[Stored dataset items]
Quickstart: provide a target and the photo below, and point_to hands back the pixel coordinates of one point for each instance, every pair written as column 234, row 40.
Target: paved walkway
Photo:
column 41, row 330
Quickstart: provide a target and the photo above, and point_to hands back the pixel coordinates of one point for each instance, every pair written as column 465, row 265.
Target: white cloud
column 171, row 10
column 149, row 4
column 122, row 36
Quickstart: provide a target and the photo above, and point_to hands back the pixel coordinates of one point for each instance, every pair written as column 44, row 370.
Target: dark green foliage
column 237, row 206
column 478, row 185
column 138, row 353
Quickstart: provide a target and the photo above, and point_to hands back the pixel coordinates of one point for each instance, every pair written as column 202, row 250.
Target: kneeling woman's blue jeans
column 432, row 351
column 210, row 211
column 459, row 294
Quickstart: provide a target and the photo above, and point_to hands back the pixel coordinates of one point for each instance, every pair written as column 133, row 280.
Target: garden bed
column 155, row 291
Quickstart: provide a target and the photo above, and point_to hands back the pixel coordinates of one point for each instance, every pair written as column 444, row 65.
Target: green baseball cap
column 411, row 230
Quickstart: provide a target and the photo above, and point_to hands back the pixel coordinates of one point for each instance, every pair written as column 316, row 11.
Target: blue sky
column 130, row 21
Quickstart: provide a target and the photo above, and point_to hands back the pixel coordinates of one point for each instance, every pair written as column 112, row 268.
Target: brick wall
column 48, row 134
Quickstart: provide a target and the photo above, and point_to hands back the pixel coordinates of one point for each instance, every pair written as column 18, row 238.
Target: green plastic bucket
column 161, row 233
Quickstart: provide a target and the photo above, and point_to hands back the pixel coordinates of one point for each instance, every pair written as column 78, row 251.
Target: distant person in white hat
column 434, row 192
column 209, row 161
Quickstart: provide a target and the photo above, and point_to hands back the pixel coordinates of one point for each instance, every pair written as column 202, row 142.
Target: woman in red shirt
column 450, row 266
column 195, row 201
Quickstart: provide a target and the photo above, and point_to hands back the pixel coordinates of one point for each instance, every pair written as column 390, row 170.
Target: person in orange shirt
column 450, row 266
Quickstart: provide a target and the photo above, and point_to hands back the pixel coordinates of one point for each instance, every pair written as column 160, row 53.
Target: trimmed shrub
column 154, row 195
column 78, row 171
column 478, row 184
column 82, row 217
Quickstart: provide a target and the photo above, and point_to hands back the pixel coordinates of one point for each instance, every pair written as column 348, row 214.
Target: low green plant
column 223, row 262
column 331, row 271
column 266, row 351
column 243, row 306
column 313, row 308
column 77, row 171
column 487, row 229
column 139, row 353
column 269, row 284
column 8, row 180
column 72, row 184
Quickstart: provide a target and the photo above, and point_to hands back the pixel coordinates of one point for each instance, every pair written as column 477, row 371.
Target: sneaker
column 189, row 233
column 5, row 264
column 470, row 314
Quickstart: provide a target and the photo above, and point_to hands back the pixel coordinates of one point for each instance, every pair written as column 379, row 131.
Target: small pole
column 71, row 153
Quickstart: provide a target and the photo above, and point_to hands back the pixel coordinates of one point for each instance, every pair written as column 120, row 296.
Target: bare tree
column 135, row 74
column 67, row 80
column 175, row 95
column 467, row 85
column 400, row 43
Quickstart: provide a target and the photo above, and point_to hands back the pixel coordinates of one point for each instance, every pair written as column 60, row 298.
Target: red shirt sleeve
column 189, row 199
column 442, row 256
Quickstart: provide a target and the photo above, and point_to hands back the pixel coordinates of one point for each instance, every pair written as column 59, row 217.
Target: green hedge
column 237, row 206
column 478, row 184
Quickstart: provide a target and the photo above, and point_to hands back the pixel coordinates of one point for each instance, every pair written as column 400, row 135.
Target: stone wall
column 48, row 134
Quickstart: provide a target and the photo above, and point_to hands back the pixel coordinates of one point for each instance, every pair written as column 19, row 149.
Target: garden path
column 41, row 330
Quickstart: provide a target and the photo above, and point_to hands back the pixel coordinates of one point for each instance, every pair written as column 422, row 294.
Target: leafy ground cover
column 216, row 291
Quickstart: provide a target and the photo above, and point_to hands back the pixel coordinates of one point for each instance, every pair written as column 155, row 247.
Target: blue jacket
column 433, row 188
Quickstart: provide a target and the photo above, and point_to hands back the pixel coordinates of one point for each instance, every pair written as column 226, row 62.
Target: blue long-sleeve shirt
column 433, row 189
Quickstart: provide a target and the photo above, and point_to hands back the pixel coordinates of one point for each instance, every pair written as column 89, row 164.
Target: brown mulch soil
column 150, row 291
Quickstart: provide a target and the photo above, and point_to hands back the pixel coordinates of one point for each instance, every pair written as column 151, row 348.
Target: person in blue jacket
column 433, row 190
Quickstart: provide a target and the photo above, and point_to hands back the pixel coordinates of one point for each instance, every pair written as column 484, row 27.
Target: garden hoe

• [Task description]: Please output each entry above exactly, leaving nothing out.

• [Problem solution]:
Quickstart: provide a target and the photo below, and point_to hands back the pixel coordinates of one point for each instance, every pair written as column 234, row 40.
Target: paved walkway
Photo:
column 41, row 330
Quickstart: provide a target and the photo above, and point_to hands back the pixel coordinates of one point for each instance, every pair written as column 465, row 265.
Target: white cloud
column 171, row 10
column 149, row 4
column 122, row 36
Quickstart: provide a target and the photo above, and point_to hands back the pixel coordinates of one point for each instance, every pair written as column 44, row 370.
Target: dark green foliage
column 237, row 206
column 478, row 185
column 138, row 353
Quickstart: provide a target and the photo above, and point_to hands back the pixel coordinates of one point for each instance, every pair written as column 202, row 250.
Target: kneeling woman's blue jeans
column 432, row 351
column 210, row 211
column 459, row 294
Quickstart: provide a target and the photo above, and point_to hands back the pixel coordinates of one point for each instance, every pair written as column 133, row 280.
Target: garden bed
column 155, row 291
Quickstart: provide a target and the photo above, and point_to hands back the pixel coordinates of one point for each instance, every pair written as column 444, row 65.
Target: green baseball cap
column 411, row 230
Quickstart: provide a target and the photo above, and point_to hands back the pixel coordinates of one point for each instance, every pair written as column 316, row 11.
Target: blue sky
column 130, row 21
Quickstart: provide a target and the photo above, and point_to hands back the pixel coordinates of one point for each instance, every pair written as column 112, row 268.
Target: brick wall
column 48, row 134
Quickstart: provide a target and the photo above, and point_to hands back the pixel coordinates of one point for each instance, every pair written as column 18, row 238.
Target: green plastic bucket
column 161, row 233
Quickstart: provide a target and the photo above, and point_to hands back the pixel coordinates of one point for each instance, every pair written as column 78, row 251.
Target: distant person in white hat
column 434, row 192
column 209, row 161
Quickstart: provide a target and the photo above, and point_to hands back the pixel coordinates of one point for each instance, every pair written as column 202, row 142.
Target: woman in red shirt
column 450, row 266
column 195, row 201
Quickstart: provide a target and the photo above, and point_to hands back the pixel coordinates of one point for each instance, every pair written as column 390, row 170.
Target: person in orange shirt
column 450, row 266
Quickstart: provide a target and the photo above, and point_to hands back the pixel coordinates of one point for each instance, every pair written as column 160, row 53.
Target: trimmed shrub
column 154, row 195
column 78, row 171
column 478, row 184
column 82, row 217
Quickstart: provide a target and the photo above, and point_to hands back the pixel coordinates of one point for each instance, every pair written as column 348, row 214.
Target: low green plant
column 223, row 262
column 331, row 271
column 266, row 351
column 243, row 306
column 313, row 308
column 77, row 171
column 487, row 229
column 139, row 353
column 269, row 284
column 8, row 180
column 72, row 184
Quickstart: provide a target and the photo above, and point_to hands back the pixel coordinates of one point for each instance, every pair written as column 477, row 371.
Target: sneaker
column 189, row 233
column 5, row 264
column 470, row 314
Quickstart: provide a target and the photo above, and point_to hands back the pixel coordinates of one point for each instance, every pair written as column 379, row 131.
Target: small pole
column 71, row 153
Quickstart: provide a target and the photo above, and point_to hands back the pixel coordinates of one point for each instance, every pair written as column 120, row 296.
Target: bare tree
column 135, row 74
column 67, row 80
column 175, row 95
column 467, row 85
column 400, row 43
Quickstart: provide a target and the photo above, and point_to hands back the pixel coordinates of one point for each instance, every pair written as column 60, row 298.
Target: red shirt sleeve
column 189, row 199
column 442, row 256
Quickstart: provide a target and the photo above, and point_to hands back the pixel coordinates of one point for each instance, every pair written as column 59, row 217.
Target: green hedge
column 237, row 206
column 478, row 184
Quickstart: provide a target and the photo above, and point_to hands back the pixel coordinates of one point for each instance, every pair written as column 400, row 135.
Target: stone wall
column 48, row 134
Quickstart: provide a target and the photo above, and point_to hands back the pixel coordinates of one point for each instance, every pair written as column 19, row 149.
Target: garden path
column 41, row 330
Quickstart: provide a target and the photo above, and point_to hands back the pixel coordinates of one point for each instance, every pair written as column 422, row 294.
Target: leafy ground cover
column 216, row 291
Quickstart: provide a target and the photo above, and point_to hands back the pixel coordinates of one point for each instance, every pair written as column 155, row 247.
Target: blue jacket
column 433, row 188
Quickstart: provide a target and the photo above, and point_to hands back the pixel coordinates of one point for each instance, every pair written as column 226, row 62.
Target: blue long-sleeve shirt
column 433, row 189
Quickstart: provide a target and the photo above, and point_to hands back the pixel coordinates of one point for each instance, every pair written as column 89, row 164.
Target: brown mulch soil
column 150, row 291
Quickstart: provide a target and the photo above, and point_to hands back the pixel coordinates of one point for each instance, every pair written as column 151, row 348.
Target: person in blue jacket
column 433, row 190
Quickstart: provide a target and the photo above, and point_to hands back the pixel coordinates of one point for each instance, every pair written as column 484, row 27.
Target: garden hoe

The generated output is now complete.